§ YOUR INSTRUCTIONS
Lines from the one containing "the dark parked" through the last line of the data are to be repeated word for word, both ends included.

★ ★ ★ ★ ★ ★ ★

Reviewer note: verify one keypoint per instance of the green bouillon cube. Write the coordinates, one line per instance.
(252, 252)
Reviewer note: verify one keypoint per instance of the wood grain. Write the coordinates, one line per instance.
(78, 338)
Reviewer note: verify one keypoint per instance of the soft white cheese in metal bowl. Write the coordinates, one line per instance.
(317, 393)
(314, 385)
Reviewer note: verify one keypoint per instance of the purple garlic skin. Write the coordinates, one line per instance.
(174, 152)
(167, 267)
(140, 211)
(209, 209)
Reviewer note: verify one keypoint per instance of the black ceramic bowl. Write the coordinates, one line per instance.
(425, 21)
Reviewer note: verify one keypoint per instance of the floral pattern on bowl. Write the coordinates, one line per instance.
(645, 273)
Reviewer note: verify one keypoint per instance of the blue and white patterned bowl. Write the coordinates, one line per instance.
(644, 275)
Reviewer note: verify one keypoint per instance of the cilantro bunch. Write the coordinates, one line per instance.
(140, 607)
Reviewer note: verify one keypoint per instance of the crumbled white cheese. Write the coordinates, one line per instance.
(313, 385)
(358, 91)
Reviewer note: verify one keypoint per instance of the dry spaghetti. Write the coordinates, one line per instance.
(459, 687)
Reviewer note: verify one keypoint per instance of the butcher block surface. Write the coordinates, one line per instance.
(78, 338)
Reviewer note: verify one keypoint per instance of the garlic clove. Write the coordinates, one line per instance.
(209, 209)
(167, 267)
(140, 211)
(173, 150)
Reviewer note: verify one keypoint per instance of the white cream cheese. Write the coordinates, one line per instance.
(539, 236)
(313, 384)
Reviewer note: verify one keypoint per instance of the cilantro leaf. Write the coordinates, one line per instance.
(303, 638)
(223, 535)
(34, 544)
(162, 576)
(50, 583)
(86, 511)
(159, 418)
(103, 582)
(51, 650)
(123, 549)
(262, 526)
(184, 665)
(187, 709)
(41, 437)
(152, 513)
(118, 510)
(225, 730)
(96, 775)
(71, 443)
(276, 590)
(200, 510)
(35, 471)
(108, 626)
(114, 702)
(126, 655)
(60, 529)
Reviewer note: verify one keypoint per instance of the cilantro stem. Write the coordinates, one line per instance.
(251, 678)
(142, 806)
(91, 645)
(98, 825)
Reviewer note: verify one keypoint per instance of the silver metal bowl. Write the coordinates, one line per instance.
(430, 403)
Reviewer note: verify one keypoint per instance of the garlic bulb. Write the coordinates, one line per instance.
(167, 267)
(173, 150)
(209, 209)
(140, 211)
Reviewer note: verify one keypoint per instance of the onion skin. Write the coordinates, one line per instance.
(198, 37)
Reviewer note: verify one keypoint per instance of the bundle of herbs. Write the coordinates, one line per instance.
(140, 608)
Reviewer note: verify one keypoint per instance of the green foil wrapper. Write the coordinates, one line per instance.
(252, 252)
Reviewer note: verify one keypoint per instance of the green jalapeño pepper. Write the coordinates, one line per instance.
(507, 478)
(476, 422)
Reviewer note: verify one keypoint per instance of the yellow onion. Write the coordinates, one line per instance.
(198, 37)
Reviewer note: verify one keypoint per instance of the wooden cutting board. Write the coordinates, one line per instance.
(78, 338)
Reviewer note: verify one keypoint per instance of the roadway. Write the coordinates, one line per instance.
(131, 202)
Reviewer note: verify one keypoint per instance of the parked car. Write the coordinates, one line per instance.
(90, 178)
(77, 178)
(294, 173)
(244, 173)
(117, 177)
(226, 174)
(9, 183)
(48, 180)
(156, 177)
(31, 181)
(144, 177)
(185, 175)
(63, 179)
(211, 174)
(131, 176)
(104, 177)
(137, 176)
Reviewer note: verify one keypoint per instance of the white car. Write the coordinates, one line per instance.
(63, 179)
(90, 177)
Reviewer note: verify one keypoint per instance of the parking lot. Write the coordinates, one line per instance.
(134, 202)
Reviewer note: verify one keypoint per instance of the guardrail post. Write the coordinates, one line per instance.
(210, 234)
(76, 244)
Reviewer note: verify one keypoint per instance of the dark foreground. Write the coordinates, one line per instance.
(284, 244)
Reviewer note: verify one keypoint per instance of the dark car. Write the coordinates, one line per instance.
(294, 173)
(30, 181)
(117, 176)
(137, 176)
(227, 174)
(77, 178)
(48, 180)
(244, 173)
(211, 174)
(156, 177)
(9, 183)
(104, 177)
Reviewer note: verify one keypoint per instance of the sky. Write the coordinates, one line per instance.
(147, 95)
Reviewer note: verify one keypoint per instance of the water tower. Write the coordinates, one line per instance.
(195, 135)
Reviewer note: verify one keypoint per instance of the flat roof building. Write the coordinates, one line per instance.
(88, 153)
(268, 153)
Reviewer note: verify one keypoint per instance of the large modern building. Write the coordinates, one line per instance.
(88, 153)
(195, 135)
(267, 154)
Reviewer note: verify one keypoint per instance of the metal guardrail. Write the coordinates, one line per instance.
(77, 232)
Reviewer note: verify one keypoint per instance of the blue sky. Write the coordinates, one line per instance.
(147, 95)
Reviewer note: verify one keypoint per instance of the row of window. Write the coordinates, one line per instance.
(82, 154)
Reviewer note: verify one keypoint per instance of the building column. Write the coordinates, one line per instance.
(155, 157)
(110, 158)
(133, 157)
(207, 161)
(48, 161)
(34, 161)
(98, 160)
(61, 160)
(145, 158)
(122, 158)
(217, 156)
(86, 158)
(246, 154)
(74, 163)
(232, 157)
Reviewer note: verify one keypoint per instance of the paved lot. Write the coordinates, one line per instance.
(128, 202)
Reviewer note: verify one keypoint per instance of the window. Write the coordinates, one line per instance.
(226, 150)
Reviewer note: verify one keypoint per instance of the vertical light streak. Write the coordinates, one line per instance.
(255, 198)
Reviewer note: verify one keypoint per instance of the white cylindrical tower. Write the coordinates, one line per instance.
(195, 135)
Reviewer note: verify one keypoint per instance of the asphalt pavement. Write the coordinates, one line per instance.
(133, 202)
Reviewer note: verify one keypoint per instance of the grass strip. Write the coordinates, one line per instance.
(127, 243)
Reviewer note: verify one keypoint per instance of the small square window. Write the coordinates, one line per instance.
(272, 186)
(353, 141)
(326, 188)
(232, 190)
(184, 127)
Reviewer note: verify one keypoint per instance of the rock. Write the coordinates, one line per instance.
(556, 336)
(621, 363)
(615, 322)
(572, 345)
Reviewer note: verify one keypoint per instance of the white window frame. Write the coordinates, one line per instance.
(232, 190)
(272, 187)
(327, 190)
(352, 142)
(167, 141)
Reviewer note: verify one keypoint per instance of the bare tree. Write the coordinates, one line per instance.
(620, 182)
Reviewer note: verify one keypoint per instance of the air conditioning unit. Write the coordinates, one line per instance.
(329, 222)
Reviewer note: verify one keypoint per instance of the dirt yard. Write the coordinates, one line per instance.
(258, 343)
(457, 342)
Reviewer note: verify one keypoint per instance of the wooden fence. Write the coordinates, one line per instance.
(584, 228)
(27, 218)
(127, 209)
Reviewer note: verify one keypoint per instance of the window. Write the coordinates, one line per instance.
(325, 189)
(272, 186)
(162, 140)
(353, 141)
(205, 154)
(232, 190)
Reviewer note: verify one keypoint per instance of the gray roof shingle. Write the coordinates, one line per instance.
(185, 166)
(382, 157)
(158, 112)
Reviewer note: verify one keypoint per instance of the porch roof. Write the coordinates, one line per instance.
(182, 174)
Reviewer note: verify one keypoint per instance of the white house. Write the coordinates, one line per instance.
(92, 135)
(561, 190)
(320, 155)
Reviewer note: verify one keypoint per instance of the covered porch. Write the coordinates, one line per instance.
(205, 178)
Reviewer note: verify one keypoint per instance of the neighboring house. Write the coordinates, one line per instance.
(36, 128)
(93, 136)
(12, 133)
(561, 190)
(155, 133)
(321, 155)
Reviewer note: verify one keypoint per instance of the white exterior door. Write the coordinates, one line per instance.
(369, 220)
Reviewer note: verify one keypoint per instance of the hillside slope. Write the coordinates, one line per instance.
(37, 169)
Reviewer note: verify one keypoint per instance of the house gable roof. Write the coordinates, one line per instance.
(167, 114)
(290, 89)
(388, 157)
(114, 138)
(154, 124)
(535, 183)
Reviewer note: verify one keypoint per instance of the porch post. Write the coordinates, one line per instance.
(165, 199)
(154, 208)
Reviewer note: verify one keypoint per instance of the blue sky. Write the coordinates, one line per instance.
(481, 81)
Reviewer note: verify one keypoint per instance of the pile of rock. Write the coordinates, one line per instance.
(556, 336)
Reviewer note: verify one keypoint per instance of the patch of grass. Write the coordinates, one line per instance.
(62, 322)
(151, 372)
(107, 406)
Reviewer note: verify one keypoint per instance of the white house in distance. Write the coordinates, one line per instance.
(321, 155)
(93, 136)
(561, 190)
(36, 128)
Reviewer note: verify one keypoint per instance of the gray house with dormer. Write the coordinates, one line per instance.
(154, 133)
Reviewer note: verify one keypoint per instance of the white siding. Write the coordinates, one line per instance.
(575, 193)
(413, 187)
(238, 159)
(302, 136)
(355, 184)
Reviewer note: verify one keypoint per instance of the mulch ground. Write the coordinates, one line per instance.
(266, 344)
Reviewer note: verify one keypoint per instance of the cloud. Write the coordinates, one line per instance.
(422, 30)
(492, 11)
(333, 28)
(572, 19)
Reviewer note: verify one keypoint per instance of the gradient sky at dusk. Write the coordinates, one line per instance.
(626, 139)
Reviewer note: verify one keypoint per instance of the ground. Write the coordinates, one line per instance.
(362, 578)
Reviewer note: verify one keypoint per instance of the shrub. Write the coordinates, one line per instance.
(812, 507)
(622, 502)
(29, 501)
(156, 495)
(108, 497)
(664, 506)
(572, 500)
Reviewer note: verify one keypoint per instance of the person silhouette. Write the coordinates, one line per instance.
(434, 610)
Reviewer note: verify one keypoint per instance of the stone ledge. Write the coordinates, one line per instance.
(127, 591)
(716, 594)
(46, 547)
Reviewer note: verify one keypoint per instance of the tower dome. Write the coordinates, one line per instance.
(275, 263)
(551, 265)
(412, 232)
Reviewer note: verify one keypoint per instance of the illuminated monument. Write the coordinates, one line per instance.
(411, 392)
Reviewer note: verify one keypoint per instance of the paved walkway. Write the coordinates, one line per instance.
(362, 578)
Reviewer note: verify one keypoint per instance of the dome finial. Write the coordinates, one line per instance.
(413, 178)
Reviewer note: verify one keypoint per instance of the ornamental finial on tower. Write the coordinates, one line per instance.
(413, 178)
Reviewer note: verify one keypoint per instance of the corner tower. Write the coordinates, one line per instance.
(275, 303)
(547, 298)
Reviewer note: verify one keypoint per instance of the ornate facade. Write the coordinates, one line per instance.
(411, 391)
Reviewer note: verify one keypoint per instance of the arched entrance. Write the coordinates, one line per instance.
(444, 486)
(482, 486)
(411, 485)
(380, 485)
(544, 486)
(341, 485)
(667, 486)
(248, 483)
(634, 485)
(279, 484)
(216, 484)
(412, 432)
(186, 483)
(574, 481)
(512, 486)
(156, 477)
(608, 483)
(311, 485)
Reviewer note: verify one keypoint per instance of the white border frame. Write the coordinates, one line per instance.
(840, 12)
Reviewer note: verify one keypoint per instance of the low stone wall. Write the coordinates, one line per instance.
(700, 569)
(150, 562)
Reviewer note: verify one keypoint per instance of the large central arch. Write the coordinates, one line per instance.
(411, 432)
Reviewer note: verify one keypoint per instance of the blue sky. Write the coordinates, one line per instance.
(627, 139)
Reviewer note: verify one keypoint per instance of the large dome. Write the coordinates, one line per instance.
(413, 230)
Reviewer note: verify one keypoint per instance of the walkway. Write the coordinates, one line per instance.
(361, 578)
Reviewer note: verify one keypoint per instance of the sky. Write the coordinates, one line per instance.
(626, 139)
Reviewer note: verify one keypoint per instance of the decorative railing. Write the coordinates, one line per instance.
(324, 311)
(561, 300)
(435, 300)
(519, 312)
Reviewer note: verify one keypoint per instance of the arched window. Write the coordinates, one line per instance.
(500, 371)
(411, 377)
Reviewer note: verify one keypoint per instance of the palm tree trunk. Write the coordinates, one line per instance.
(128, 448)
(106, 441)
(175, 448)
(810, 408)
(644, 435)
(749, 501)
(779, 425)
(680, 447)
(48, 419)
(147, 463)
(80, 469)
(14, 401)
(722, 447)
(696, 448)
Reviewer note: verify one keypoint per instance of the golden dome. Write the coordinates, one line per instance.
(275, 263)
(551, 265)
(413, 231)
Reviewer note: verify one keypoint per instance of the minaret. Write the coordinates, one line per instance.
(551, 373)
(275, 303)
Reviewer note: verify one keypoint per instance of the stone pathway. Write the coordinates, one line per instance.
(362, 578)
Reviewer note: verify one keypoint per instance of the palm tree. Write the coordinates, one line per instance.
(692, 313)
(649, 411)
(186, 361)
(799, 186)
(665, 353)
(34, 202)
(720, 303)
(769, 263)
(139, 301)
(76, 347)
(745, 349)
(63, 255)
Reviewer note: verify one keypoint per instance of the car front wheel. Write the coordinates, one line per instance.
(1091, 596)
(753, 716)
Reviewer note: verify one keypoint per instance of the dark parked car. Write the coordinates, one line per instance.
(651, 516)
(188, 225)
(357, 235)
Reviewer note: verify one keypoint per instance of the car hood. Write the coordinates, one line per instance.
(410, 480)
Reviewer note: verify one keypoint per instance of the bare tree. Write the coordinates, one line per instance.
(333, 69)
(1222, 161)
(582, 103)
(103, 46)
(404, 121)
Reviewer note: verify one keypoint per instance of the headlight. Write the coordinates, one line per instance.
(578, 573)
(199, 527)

★ ★ ★ ★ ★ ★ ★

§ WRITTEN RESPONSE
Reviewer note: verify one keypoint per instance of the dark parked car. Write the coordinates, one line per instance.
(651, 516)
(188, 225)
(357, 235)
Reviewer note: verify one keypoint per instance of the car hood. Write the coordinates, one line per instance.
(410, 480)
Reviewer note: verify one keypoint per instance of the bare tree. Write the coordinates, one line per instance.
(333, 69)
(1222, 161)
(582, 103)
(103, 46)
(404, 121)
Reviewer note: verify one keypoint per instance of the headlight. Write the coordinates, one line per instance.
(578, 573)
(199, 527)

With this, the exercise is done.